=== EXCERPT ===
Holy Bodies, Human Struggles: Obesity and the Black Church Experience




During a widely viewed New Year’s Eve service at New Birth Missionary Baptist Church, Pastor Jamal Bryant responded to public criticism of his wife’s attire worn at a high-profile gala that raised funds for Historically Black Colleges and Universities. While defending his wife, Bryant made a statement that sparked its own debate: he asserted that “out-of-shape preachers” often rail against women’s modesty while never preaching sermons on obesity or gluttony.

That statement resonated with many, not because it insulted clergy, but because it named a longstanding tension within Black church culture: the body is constantly talked about, but rarely holistically addressed.

The Black church has historically been a place of refuge, resilience, and restoration. It has also been a place where food is central, from repasts to fellowship halls, anniversaries to revivals. Meals signify love, community, and care. However, the cultural embrace of food has collided with systemic inequities that disproportionately affect Black communities: food deserts, economic stress, limited access to preventive healthcare, and chronic stress rooted in racism.

According to public health research, Black Americans experience higher rates of obesity than many other racial groups, not because of moral failure, but because of structural barriers. When those realities enter church spaces, they often meet silence.

Unlike modesty, which has long been framed as a moral issue, particularly for women, obesity is frequently treated as either:

  • a personal struggle best handled privately, or

  • a normalized condition so common it becomes invisible

Preaching on obesity risks confronting uncomfortable truths: pastoral health, church food culture, stress, depression, and trauma. It also risks alienating congregants in bodies that already face stigma in the world.

So instead, the church often speaks around the body rather than to it.

Bryant’s comment exposes a deeper contradiction: churches have historically felt comfortable policing how women’s bodies appear, yet far less comfortable addressing how bodies are cared for. Modesty sermons are common. Sermons on nutrition, movement, mental health, and rest are not.

The result is a theology that emphasizes appearance over wellness — visibility over vitality.

The Black church does not need body shaming. It needs body honesty.

A faith tradition rooted in liberation should be capable of holding conversations about:

  • health without judgment

  • food without guilt

  • bodies without hierarchy

If the church can preach about stewardship of money, time, and talent, it can also preach about stewardship of the body, not as a moral weapon, but as an act of care.

Pastor Bryant’s remark, whether intentional or reactive, opens the door to a conversation long overdue: What does it truly mean to honor the body in spaces that claim to honor God?
===
REQUIRED TASK 1:
Print the passage of the article on obesity and the Black church between "That statement resonated" and "rooted in racism.", inclusive.
The article and the listing that follows it are unrelated material.
=== DATA SUPPLIED ===
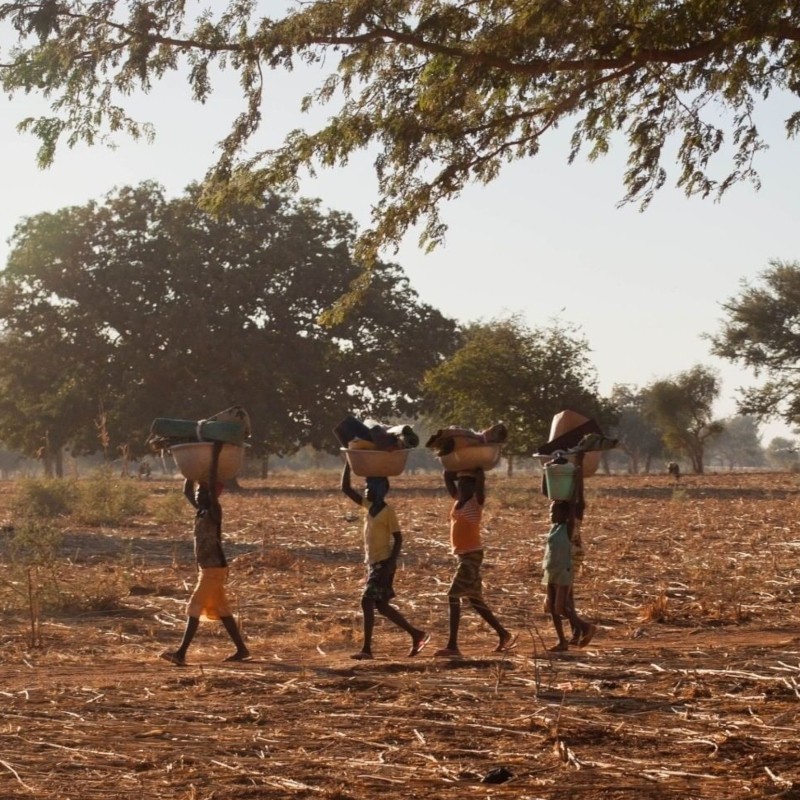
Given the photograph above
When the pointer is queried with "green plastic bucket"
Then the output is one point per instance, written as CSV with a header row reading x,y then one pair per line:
x,y
559,481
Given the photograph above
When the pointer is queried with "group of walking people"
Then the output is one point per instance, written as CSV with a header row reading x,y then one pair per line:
x,y
383,542
382,545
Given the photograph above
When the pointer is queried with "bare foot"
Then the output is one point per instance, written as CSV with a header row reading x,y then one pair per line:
x,y
421,638
239,655
362,655
173,658
508,642
588,634
447,652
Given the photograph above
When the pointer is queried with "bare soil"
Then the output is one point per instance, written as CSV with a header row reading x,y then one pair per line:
x,y
690,689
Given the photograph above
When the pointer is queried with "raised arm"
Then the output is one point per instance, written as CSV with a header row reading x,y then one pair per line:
x,y
450,483
347,486
480,486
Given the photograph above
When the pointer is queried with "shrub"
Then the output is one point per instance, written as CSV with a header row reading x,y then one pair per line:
x,y
105,500
44,499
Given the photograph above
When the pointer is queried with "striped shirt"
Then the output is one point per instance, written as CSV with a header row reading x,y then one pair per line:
x,y
465,527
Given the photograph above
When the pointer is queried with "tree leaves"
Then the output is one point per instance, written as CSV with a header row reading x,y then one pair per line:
x,y
444,93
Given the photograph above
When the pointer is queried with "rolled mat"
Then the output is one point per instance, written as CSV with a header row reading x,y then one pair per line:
x,y
165,431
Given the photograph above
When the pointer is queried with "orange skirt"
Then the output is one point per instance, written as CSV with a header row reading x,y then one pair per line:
x,y
208,600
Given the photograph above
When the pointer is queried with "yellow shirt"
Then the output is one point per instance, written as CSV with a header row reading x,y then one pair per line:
x,y
378,539
465,527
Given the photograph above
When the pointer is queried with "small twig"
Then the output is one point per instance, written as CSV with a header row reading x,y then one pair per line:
x,y
16,775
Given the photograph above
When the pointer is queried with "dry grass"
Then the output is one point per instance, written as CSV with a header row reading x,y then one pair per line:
x,y
691,688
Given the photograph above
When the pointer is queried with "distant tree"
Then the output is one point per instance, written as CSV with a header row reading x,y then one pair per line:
x,y
783,454
762,331
143,307
638,437
506,371
681,407
444,93
738,445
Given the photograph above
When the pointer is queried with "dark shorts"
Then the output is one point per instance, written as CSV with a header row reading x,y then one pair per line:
x,y
467,581
380,579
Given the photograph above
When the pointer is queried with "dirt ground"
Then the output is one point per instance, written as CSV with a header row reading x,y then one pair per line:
x,y
690,689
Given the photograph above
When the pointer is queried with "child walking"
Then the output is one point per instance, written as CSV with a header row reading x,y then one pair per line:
x,y
467,488
208,601
557,578
382,543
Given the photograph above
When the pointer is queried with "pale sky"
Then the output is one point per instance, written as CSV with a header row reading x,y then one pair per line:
x,y
546,240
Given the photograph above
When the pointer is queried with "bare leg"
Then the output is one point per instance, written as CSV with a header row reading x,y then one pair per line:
x,y
418,636
454,607
368,614
242,653
178,657
556,598
506,639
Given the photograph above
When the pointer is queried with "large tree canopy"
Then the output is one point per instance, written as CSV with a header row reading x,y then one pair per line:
x,y
143,307
446,92
681,408
761,330
508,372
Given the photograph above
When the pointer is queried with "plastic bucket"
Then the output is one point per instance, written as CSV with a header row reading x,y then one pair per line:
x,y
559,481
194,460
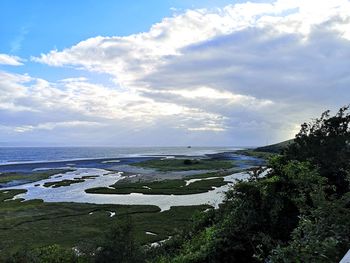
===
REQUIRED TASK 2:
Locate every line in the listing that contains the string "bucket", matching case exactly, and copy each of those lines.

CORRECT RESULT 1:
That statement resonated with many, not because it insulted clergy, but because it named a longstanding tension within Black church culture: the body is constantly talked about, but rarely holistically addressed.

The Black church has historically been a place of refuge, resilience, and restoration. It has also been a place where food is central, from repasts to fellowship halls, anniversaries to revivals. Meals signify love, community, and care. However, the cultural embrace of food has collided with systemic inequities that disproportionately affect Black communities: food deserts, economic stress, limited access to preventive healthcare, and chronic stress rooted in racism.

CORRECT RESULT 2:
When the pointer is queried with "green plastic bucket"
When the pointer is queried with "plastic bucket"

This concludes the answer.